From the entries that follow, pick out all lines holding "plot".

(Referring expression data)
☆ ☆ ☆ ☆

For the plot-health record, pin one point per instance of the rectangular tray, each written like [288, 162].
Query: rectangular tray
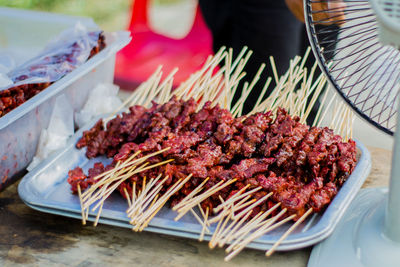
[20, 129]
[46, 189]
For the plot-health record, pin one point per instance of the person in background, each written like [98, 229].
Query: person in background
[268, 27]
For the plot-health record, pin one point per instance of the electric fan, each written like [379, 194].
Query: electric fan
[363, 37]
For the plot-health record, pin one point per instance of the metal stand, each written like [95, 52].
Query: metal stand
[369, 234]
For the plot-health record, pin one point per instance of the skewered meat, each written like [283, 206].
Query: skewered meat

☆ ☆ ☆ ☆

_Reply:_
For the plot-health record, pin one point per instance of the rectangular tray, each written like [288, 162].
For the plot-health record, pin one point per instance of the person in background, each written like [98, 229].
For the plot-health record, pin one point per instance of the electric fan, each written like [379, 194].
For the plot-health record, pin one point per instance of the metal stand, each written like [95, 52].
For the plot-health record, pin one point per instance of the skewered meat, each written like [283, 206].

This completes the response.